Work to be completed: Update every row below, replacing "movement-pattern feed" with "motion-pattern feed" and changing nothing else. Omit the pictures from your answer.

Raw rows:

_ _ _ _ _ _ _

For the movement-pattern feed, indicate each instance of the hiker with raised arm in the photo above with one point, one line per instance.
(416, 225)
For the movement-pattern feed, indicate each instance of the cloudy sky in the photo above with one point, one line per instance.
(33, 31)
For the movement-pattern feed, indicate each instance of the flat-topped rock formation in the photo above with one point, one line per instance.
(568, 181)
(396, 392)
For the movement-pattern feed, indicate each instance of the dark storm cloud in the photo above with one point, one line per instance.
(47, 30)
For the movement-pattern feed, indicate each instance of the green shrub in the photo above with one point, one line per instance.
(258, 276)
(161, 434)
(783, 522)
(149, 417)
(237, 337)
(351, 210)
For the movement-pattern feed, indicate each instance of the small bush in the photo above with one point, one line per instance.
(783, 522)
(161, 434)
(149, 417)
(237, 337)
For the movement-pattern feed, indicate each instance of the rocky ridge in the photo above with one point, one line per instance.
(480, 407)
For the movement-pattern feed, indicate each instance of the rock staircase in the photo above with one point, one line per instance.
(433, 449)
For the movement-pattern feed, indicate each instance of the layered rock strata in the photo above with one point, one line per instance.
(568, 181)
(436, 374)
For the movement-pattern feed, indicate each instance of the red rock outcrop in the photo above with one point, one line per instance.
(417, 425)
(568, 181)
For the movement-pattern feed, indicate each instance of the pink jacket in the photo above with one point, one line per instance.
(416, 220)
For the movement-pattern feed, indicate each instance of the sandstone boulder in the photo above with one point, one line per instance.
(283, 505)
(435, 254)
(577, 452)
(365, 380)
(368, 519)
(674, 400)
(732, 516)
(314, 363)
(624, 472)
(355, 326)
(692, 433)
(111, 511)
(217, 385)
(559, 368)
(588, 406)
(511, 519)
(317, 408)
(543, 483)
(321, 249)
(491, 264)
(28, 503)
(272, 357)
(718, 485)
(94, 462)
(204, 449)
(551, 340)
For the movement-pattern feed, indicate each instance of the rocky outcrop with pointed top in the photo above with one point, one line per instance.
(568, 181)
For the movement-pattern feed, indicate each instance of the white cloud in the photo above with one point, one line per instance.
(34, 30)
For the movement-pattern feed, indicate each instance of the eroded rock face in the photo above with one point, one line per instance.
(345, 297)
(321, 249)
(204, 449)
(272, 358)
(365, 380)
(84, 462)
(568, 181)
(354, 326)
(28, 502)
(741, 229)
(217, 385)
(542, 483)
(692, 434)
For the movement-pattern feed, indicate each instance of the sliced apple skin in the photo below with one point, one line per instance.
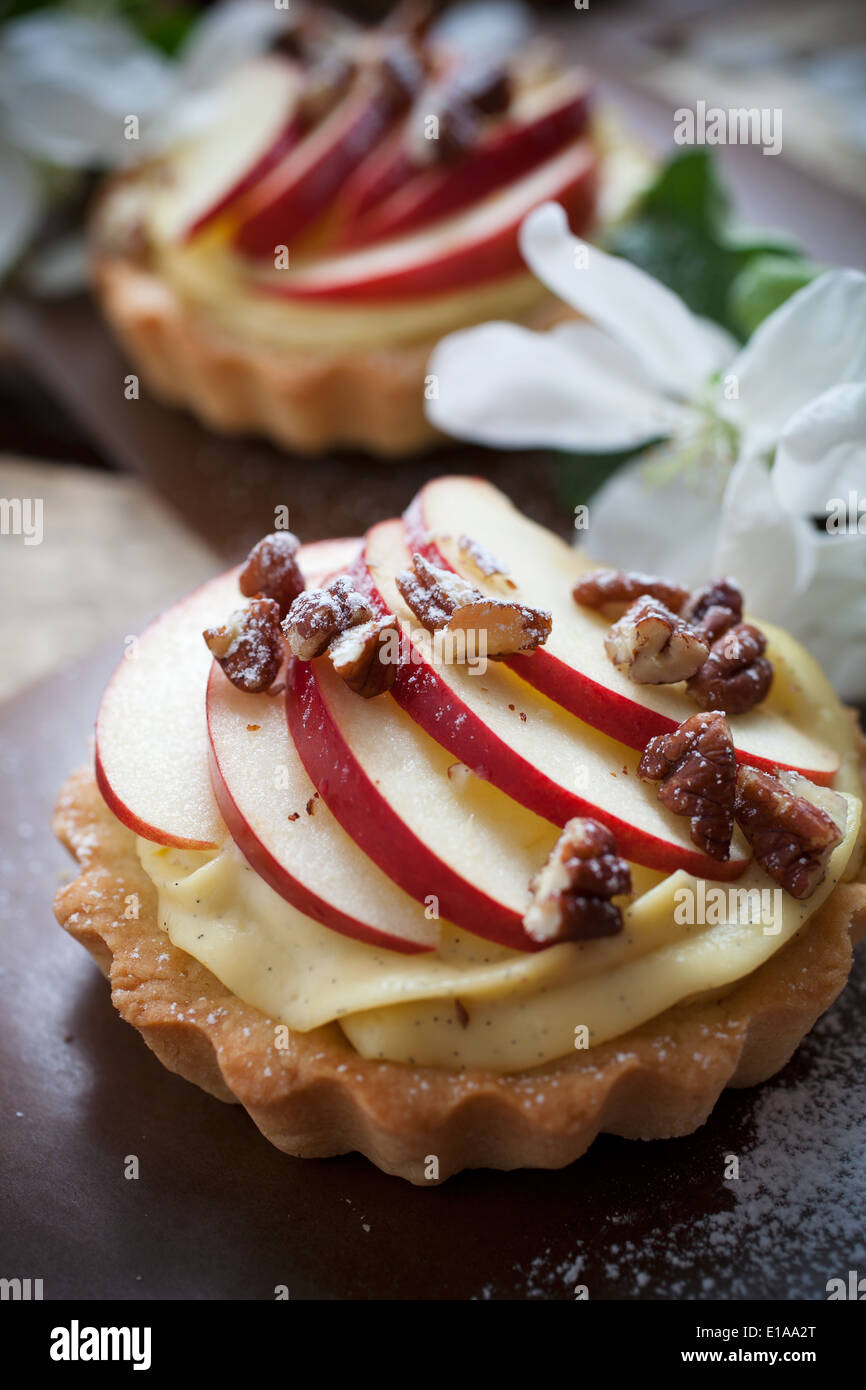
(630, 715)
(417, 196)
(376, 826)
(302, 186)
(470, 249)
(248, 741)
(152, 762)
(250, 132)
(442, 701)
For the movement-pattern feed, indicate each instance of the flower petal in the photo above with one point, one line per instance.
(67, 82)
(484, 31)
(768, 549)
(665, 527)
(674, 346)
(21, 200)
(816, 339)
(831, 616)
(822, 452)
(503, 385)
(227, 35)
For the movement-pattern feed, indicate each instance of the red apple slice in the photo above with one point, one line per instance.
(287, 833)
(253, 128)
(150, 731)
(469, 249)
(573, 667)
(409, 196)
(509, 734)
(466, 849)
(300, 188)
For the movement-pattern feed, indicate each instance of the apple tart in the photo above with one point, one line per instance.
(446, 847)
(355, 196)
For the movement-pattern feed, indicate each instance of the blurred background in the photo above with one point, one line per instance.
(139, 505)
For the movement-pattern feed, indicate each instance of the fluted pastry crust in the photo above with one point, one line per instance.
(319, 1097)
(364, 396)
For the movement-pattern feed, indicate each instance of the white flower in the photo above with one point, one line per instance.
(68, 82)
(759, 442)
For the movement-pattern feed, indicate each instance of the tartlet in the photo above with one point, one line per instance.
(289, 270)
(282, 952)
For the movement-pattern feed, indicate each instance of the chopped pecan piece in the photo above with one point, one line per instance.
(320, 615)
(433, 594)
(367, 656)
(442, 599)
(791, 838)
(717, 594)
(572, 894)
(249, 647)
(488, 565)
(508, 627)
(736, 674)
(402, 71)
(654, 647)
(271, 570)
(697, 769)
(613, 591)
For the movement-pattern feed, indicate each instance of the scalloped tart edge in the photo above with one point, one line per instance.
(319, 1098)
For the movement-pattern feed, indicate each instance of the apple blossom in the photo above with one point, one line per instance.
(762, 471)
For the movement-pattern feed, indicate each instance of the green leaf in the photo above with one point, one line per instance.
(684, 234)
(763, 284)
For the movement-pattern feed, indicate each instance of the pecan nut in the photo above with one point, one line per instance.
(572, 894)
(654, 647)
(612, 592)
(317, 616)
(716, 594)
(273, 571)
(249, 645)
(790, 836)
(697, 769)
(367, 656)
(736, 674)
(433, 594)
(506, 627)
(444, 599)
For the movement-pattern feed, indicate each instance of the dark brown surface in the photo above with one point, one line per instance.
(217, 1212)
(225, 489)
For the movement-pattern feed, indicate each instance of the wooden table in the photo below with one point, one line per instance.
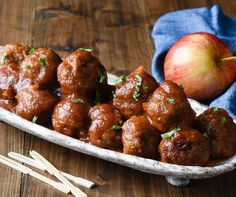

_ _ _ _ _ _ _

Problem solution:
For the motion-pattern feed, indicate each instance of the hiker with raised arm in the photo above with one point, one line per instance.
(416, 225)
For the motion-pattern feed, indicate each instance of the cloudy sky in the photo above with one point, one line per instance.
(33, 31)
For the motion-pattern feed, indicate each instance of the flat-topped rock formation in the photo above with one point, one line per instance.
(568, 181)
(396, 392)
For the motion-pattern feed, indicate each instance of the dark storm cloud in the photo above with one point, one line per instance.
(47, 30)
For the motion-pattern feed, indicate each instance of the green shrub in the photo above with one point, one line per instance.
(258, 276)
(161, 434)
(783, 522)
(149, 417)
(237, 337)
(351, 210)
For the motion-pattern feed, indicate each instance of the small bush in the photo above with one point, one line per instance.
(783, 522)
(161, 434)
(149, 417)
(237, 337)
For the motion-pattern feed, indicate each instance of the rocky ridge in the photo above with one point, one line per instance.
(480, 407)
For the motion-pattern feed, indicate each instance of the rock staircase in the photo above with one point, one line per instance.
(433, 449)
For the motion-pattern feed, indicate each instance of the layered rock strata in the photo above with one point, one line per instance.
(568, 181)
(436, 374)
For the motion-pattern feed, indicate each instance of the red rock outcrop in the photo above with one point, one line per instance.
(417, 425)
(568, 181)
For the motion-pattern feed, indicate each instance of the pink jacket in the photo above with one point, one line per instance.
(416, 220)
For the motion-pattern feed, indicate each instance of the sandstone boulder in the photo above with one point, one line per instance.
(283, 505)
(435, 254)
(577, 452)
(365, 380)
(368, 519)
(674, 400)
(732, 516)
(314, 363)
(624, 472)
(355, 326)
(692, 433)
(111, 511)
(217, 385)
(559, 368)
(588, 406)
(511, 519)
(317, 408)
(543, 483)
(321, 249)
(491, 264)
(28, 503)
(272, 357)
(718, 485)
(94, 462)
(204, 449)
(551, 340)
For the motion-pattern feed, indicate each instance of the rocky outcrop with pointed top in the photo above with one point, one line per instance.
(568, 181)
For the motion-pattern feed, indicate each instance of the white cloud in the photo above with one point, one line per instance.
(34, 30)
For the motion-pattern feed, indicate each instance of the eroded rock face in the photo above with one point, one line per instance.
(345, 297)
(321, 249)
(204, 449)
(272, 358)
(365, 380)
(84, 462)
(568, 181)
(354, 326)
(28, 502)
(741, 229)
(217, 385)
(542, 483)
(692, 434)
For the motion-pattern feed, indicate each instance of the sliced apple skin in the photo below with one point, one line per instance.
(630, 715)
(417, 196)
(376, 826)
(302, 186)
(470, 249)
(248, 741)
(152, 762)
(250, 132)
(442, 701)
For the motion-pattern feed, indicate each instance of the flower petal in the photo above with one point, one line per instance.
(67, 82)
(484, 31)
(768, 549)
(665, 527)
(674, 346)
(21, 200)
(816, 339)
(831, 616)
(822, 452)
(503, 385)
(227, 35)
For the motion-pattern feed, indicate each instance of the red apple slice in the photo above with one point, one line per instance.
(287, 833)
(253, 128)
(150, 731)
(469, 249)
(573, 667)
(409, 196)
(509, 734)
(466, 849)
(300, 188)
For the motion-pattern feed, indicate each instance of the apple tart in the photo above with one point, one line per instance.
(446, 847)
(355, 196)
For the motion-pattern feed, indicate each instance of the blurred background in the photo above with one point, one line per instance.
(139, 505)
For the motion-pattern feed, indicate each instance of the fluted pastry crust in the photo above with one point, one line per instance.
(319, 1097)
(364, 396)
For the motion-pattern feed, indicate each instance of the white flower in the photo above with one point, one line per instance.
(68, 82)
(759, 442)
For the motion-pattern feed, indicate each instance of the tartlet in the photo above with one point, one line per instance.
(289, 270)
(282, 952)
For the motion-pattern feed, indicate each instance of the chopped pecan piece in the photo above with one point, one line per instance.
(320, 615)
(433, 594)
(367, 656)
(442, 599)
(791, 838)
(717, 594)
(572, 894)
(249, 647)
(488, 565)
(508, 627)
(736, 674)
(402, 71)
(654, 647)
(271, 570)
(697, 769)
(613, 591)
For the motion-pattern feed, indicate each instance of the scalloped tart edge in the photo above with one point, one line per instance.
(319, 1098)
For the motion-pattern feed, indicate each instance of the apple blossom in the photo above with one point, one line per instance.
(762, 471)
For the motion-pattern feed, indicate each instance of the green leaf in the photo above with one point, one line per instance.
(684, 234)
(763, 284)
For the motion-pattern feed, indicate each instance of the pecan nut in the photo above with one point, one line per instance.
(572, 894)
(654, 647)
(612, 592)
(317, 616)
(716, 594)
(273, 571)
(249, 645)
(790, 836)
(697, 769)
(367, 656)
(736, 674)
(433, 594)
(506, 627)
(444, 599)
For the motion-pattern feed, indicate each instance of the dark brown surface in the photo above with one point, one line per instance.
(217, 1212)
(225, 489)
For the motion-pattern feed, indicate each instance of the wooden table in the photo below with one point, one line per instance.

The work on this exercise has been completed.